» **Material shown**:
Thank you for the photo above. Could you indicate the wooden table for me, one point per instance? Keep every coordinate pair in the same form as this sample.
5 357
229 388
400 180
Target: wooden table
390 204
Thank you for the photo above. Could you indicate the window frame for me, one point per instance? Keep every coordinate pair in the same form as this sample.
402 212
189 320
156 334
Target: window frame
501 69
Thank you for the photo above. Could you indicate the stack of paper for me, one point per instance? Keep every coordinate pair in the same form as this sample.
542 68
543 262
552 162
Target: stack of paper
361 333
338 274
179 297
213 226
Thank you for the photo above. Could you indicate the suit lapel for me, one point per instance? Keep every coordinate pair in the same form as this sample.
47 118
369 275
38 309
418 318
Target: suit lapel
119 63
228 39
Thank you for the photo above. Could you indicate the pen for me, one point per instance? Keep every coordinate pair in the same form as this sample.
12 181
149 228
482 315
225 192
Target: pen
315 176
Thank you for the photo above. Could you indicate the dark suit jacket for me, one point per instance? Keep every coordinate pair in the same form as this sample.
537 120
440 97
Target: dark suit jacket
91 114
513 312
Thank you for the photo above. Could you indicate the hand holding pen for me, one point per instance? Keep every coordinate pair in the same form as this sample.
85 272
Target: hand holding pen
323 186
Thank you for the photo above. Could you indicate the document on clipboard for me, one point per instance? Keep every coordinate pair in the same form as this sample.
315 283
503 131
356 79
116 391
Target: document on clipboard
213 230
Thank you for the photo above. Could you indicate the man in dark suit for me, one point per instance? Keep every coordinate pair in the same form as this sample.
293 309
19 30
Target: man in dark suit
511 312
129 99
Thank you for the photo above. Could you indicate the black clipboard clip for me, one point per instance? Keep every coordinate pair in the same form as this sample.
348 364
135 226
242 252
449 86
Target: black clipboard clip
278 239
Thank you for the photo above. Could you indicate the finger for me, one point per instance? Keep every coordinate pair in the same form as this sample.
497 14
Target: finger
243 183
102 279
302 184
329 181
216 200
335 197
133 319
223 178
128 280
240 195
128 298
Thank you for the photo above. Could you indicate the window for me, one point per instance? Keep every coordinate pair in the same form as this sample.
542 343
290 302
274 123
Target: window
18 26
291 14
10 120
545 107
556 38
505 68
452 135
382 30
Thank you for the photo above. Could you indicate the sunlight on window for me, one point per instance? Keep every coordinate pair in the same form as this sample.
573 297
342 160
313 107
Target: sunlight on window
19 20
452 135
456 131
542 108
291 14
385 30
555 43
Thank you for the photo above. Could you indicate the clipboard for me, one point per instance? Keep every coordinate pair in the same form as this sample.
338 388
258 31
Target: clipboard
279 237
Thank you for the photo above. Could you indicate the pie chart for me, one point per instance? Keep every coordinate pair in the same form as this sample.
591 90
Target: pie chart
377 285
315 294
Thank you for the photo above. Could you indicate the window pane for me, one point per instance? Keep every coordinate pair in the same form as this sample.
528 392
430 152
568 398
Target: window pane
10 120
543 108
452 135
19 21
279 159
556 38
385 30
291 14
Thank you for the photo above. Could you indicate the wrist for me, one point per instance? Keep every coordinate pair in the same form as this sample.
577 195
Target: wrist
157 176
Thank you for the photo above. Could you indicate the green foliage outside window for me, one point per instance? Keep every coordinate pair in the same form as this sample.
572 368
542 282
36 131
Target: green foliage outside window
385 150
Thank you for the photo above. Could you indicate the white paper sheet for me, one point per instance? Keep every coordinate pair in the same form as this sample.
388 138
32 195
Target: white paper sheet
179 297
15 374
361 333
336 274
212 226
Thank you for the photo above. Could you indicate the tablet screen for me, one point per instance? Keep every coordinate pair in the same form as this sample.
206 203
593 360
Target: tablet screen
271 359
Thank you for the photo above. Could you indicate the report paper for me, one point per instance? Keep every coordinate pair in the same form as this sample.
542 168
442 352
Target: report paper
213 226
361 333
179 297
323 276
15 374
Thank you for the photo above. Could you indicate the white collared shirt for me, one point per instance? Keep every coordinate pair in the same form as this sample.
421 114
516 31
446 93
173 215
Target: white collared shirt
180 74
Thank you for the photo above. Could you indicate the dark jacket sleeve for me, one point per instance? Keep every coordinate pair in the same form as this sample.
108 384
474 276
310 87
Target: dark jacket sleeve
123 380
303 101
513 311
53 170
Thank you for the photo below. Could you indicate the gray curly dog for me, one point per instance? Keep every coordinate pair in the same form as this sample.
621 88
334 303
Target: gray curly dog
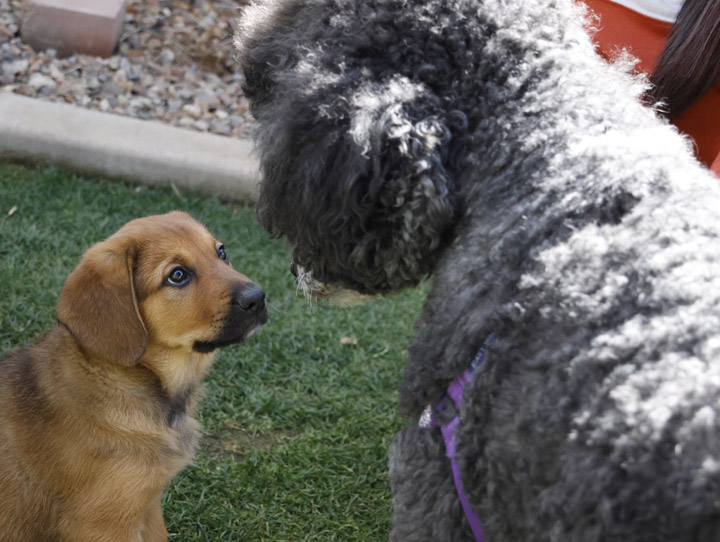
485 144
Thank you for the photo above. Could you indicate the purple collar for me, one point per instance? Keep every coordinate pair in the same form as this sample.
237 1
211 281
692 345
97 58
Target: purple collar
454 395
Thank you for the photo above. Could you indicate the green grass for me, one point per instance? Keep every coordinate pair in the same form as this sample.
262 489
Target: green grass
297 422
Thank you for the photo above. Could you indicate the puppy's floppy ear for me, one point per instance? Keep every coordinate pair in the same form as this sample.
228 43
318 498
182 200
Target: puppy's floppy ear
98 304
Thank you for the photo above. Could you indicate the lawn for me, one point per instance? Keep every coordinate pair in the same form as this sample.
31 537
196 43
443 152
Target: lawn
298 420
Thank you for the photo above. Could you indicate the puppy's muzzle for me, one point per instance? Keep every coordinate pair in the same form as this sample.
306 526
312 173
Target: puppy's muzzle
250 298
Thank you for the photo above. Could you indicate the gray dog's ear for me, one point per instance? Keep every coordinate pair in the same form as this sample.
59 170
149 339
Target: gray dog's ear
359 185
98 304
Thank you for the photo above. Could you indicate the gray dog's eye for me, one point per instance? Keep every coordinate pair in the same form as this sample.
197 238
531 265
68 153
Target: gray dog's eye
179 276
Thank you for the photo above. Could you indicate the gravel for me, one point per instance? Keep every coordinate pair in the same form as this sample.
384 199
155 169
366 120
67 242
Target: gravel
174 63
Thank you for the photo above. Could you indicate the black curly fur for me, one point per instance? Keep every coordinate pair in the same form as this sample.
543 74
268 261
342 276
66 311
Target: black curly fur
484 143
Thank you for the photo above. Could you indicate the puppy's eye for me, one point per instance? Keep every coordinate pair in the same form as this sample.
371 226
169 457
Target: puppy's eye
179 276
220 249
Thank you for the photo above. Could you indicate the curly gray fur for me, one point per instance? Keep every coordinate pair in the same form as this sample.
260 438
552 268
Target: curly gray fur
484 143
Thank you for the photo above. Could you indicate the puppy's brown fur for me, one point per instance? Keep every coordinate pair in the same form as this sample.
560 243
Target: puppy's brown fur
96 415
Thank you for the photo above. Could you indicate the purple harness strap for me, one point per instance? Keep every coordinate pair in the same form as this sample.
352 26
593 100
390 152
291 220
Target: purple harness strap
454 394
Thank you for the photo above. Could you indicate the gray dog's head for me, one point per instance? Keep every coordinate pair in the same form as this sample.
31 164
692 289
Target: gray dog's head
354 152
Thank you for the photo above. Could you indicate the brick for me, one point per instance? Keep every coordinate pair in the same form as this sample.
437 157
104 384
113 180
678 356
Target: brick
73 26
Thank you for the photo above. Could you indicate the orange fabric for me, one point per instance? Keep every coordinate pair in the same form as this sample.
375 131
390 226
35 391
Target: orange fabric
622 28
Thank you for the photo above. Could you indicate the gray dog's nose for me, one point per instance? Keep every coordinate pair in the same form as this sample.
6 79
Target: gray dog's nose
250 298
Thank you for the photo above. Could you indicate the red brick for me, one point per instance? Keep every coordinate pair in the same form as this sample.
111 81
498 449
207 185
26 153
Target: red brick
73 26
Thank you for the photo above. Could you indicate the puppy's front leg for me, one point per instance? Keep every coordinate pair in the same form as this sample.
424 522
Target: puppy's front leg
155 530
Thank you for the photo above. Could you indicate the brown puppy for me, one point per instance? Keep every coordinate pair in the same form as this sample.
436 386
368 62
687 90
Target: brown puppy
96 415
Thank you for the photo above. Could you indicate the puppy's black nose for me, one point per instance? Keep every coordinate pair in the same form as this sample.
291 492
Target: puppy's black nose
250 298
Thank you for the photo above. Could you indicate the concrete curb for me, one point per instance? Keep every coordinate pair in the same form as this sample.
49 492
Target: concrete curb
119 147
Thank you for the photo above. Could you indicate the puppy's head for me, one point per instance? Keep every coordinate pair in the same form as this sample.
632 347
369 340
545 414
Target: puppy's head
161 283
355 155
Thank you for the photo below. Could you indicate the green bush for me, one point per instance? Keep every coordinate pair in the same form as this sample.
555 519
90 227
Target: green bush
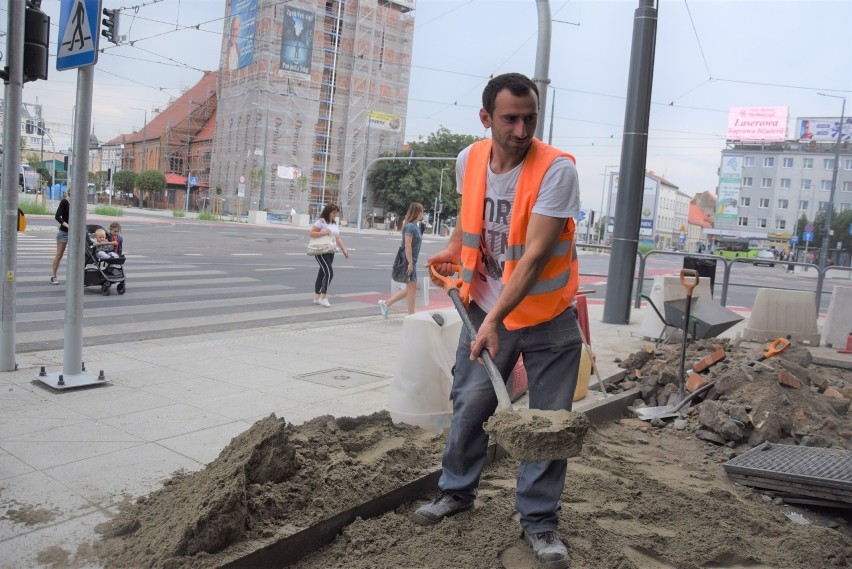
32 208
109 210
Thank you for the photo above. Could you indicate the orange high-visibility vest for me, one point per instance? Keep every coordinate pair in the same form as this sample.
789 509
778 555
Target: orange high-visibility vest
559 281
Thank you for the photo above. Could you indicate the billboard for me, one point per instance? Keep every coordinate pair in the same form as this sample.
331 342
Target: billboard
823 129
297 44
384 121
241 19
766 124
730 184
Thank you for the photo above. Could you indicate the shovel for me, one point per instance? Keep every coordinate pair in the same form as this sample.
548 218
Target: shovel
528 434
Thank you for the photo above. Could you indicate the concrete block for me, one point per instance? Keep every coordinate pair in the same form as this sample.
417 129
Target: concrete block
783 314
257 217
838 322
664 289
422 298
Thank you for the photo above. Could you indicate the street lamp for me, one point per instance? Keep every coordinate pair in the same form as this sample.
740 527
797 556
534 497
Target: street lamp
144 144
604 219
439 200
829 213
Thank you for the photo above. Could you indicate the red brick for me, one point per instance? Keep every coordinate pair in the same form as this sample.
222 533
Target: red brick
789 380
695 381
831 392
708 361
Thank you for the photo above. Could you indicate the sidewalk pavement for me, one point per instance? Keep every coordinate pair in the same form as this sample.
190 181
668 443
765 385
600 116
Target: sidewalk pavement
68 459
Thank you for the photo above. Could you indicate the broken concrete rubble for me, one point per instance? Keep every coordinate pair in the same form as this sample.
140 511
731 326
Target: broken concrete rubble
784 399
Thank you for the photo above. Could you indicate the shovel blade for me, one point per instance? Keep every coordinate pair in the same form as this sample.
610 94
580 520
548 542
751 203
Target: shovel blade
648 413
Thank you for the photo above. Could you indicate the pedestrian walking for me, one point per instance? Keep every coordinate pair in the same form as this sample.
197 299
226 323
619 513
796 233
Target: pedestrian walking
62 215
411 238
519 278
326 224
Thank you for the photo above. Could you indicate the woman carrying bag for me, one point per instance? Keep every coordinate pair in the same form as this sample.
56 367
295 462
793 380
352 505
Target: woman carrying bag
326 225
411 239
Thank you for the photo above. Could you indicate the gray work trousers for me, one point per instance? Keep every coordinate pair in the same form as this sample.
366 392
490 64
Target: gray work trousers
551 353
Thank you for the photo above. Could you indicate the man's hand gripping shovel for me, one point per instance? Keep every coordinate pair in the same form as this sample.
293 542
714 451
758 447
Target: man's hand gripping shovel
526 434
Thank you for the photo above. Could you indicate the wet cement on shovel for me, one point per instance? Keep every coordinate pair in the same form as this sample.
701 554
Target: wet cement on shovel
534 434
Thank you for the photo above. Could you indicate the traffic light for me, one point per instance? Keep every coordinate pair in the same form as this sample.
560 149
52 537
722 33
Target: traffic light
36 42
110 31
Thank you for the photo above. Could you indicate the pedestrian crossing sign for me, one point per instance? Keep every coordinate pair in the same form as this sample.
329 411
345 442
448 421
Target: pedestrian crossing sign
79 29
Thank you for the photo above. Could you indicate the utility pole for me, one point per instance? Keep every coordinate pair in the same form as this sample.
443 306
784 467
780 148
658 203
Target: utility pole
11 160
634 152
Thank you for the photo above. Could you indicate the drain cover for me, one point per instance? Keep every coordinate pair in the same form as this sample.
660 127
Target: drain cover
820 474
342 377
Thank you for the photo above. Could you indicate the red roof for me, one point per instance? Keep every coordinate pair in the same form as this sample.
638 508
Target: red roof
176 112
697 217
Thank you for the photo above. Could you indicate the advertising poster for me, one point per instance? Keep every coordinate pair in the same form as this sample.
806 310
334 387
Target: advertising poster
297 43
730 183
384 121
768 124
241 20
824 129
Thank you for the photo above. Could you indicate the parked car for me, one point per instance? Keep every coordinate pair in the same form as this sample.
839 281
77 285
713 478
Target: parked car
765 257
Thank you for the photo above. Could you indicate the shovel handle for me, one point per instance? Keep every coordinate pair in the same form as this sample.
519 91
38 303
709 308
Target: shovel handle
451 286
685 275
775 348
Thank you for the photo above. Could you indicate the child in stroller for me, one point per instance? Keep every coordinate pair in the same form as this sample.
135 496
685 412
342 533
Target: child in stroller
104 266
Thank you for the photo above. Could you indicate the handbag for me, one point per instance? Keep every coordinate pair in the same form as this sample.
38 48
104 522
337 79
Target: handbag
321 245
400 267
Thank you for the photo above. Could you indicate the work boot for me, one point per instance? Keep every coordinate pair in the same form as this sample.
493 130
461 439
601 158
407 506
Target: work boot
549 549
444 504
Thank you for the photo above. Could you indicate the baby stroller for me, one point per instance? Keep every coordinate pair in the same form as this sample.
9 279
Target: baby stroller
99 271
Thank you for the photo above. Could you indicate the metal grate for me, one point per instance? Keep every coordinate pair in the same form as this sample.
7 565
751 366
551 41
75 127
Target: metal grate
342 377
793 470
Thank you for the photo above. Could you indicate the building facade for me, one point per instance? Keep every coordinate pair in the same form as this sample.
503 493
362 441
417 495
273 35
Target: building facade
310 92
765 188
664 219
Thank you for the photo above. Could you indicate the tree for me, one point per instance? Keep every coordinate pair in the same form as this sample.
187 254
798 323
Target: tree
396 184
124 181
151 181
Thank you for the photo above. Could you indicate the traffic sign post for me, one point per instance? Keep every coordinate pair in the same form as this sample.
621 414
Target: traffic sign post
79 23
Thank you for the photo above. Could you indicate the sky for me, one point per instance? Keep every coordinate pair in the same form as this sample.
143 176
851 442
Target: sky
710 55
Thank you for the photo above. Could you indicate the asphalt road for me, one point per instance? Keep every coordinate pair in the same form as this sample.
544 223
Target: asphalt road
185 277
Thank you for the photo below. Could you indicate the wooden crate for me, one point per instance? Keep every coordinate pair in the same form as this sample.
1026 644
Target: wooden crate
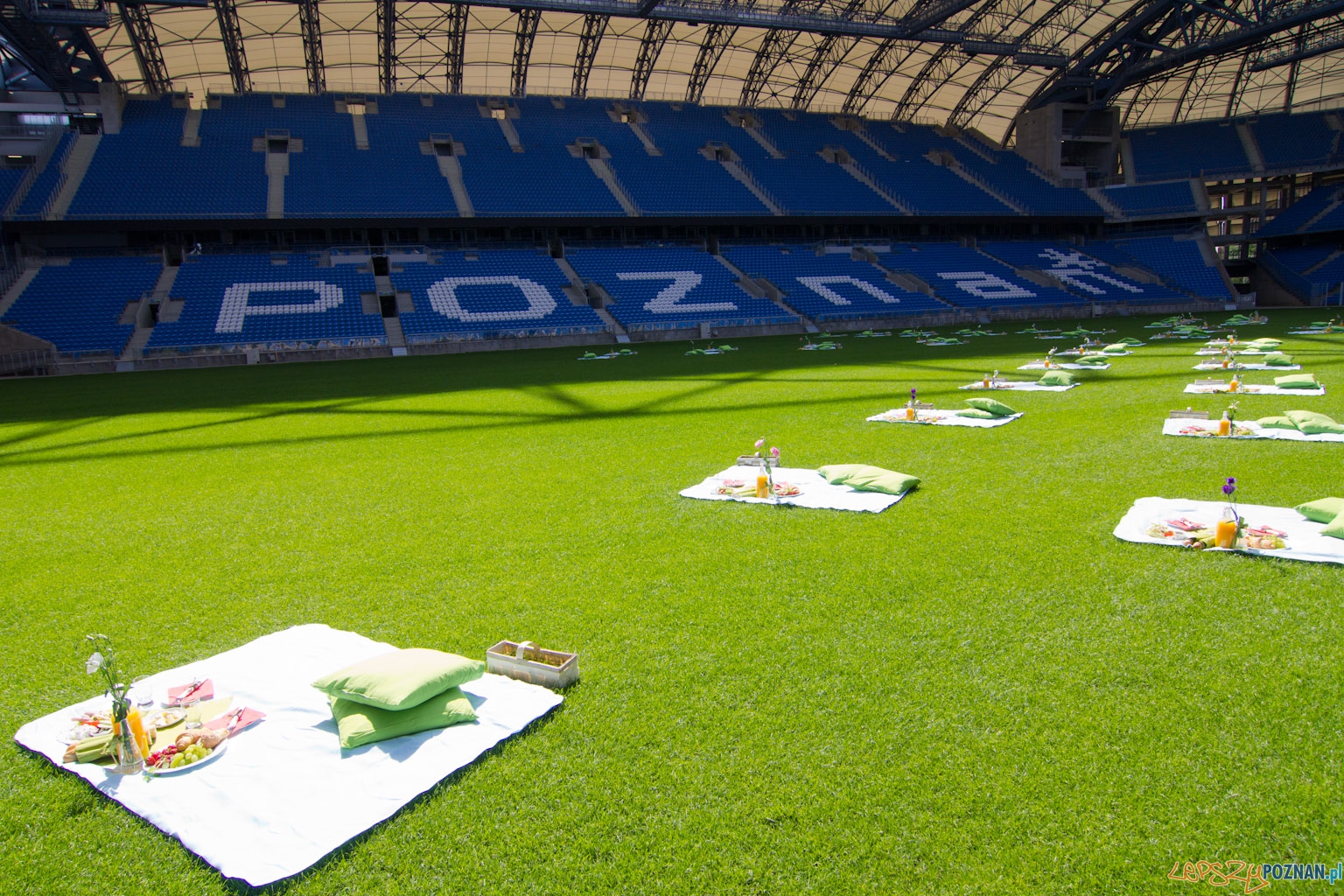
524 664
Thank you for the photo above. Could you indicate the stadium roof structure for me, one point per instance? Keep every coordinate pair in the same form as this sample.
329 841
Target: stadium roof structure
964 62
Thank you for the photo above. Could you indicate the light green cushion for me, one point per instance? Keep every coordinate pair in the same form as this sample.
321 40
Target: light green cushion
993 406
1336 527
1321 511
1057 378
361 724
860 477
1311 422
401 679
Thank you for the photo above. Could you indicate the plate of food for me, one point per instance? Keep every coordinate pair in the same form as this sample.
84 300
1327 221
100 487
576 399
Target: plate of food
167 719
89 724
190 751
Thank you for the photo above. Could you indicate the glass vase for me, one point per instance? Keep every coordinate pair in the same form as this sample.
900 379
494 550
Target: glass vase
125 751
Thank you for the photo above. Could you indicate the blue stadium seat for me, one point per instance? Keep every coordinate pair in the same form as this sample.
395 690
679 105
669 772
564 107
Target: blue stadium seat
1088 277
830 286
970 278
508 291
672 288
77 306
248 300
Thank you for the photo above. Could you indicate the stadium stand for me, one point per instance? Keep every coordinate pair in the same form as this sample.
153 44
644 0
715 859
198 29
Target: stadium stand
479 294
145 172
250 300
77 306
830 286
1085 276
45 185
1179 262
1198 148
1306 215
1303 140
970 278
802 186
1141 200
672 288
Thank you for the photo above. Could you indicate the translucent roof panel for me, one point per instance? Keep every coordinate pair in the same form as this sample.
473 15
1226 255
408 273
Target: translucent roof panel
913 80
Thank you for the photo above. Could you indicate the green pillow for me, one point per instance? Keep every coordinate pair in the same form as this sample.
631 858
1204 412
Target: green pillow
1298 381
361 724
1336 528
1321 511
1057 378
401 679
1312 424
993 406
860 477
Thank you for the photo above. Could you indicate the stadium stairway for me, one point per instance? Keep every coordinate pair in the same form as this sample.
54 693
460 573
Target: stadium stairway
604 171
767 290
74 170
15 290
955 167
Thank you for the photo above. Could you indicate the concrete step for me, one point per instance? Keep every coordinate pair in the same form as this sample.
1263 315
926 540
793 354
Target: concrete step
191 128
396 338
74 171
452 171
15 290
135 348
608 176
739 173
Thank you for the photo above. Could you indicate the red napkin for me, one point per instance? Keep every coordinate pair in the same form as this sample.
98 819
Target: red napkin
205 692
248 717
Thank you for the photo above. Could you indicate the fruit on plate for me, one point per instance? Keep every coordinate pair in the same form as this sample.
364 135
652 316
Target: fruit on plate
190 747
167 719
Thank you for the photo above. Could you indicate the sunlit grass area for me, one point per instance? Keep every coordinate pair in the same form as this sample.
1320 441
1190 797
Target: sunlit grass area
978 690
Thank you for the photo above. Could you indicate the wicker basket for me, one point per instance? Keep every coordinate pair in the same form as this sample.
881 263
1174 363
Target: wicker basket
533 670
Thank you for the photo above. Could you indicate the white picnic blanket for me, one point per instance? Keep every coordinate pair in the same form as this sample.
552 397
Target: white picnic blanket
940 418
1019 387
1040 366
814 491
285 794
1173 427
1304 539
1250 388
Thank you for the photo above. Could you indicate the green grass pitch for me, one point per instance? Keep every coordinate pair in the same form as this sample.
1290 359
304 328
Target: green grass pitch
978 690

» **Assigned task**:
Lines that hold "below" are the ones to copy, so pick each out from the data.

» **Answer section**:
Thank you for the photo below. Could you indicate the gray curly dog for me, one point per instance? Keep every coordinate pair in the same form as this sample.
Thank you for the photo below. Could you indicate the green bush for me, one point per instance? Keep every coordinate pair in the same form as this sample.
Thank you for the photo below. Could you indicate the wooden crate for me, one point per instance? Keep every coordinate pair in the same form as this sample.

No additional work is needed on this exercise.